● **The exercise**
Write out the following data word for word, and leave the pictures out.

----------

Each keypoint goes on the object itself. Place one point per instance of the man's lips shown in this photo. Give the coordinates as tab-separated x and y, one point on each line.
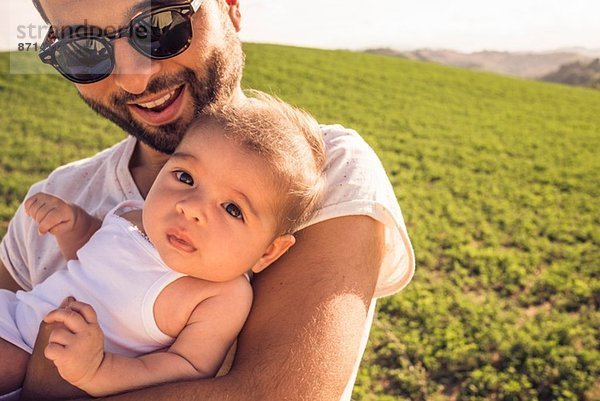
181	242
160	109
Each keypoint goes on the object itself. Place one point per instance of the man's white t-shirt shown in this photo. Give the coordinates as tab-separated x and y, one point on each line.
356	185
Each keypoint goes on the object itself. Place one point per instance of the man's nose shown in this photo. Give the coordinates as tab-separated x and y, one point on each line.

----------

● **The result**
Each keypoint goes on the object itself. Place one point per instance of the man's lips shown in this photo. Give the coordinates as tab-separated x and y, one point on each line.
181	242
160	109
Each keypoint goes on the object itself. Place one point per instance of the man's white t-shirt shown in this photo. Give the coordinates as tab-separated x and y, one point on each line.
356	185
Each keypoint goes on the object itself. Place one point per instance of the man's nose shown in this photo. Give the coordinates as tab-separated x and y, one point on each line.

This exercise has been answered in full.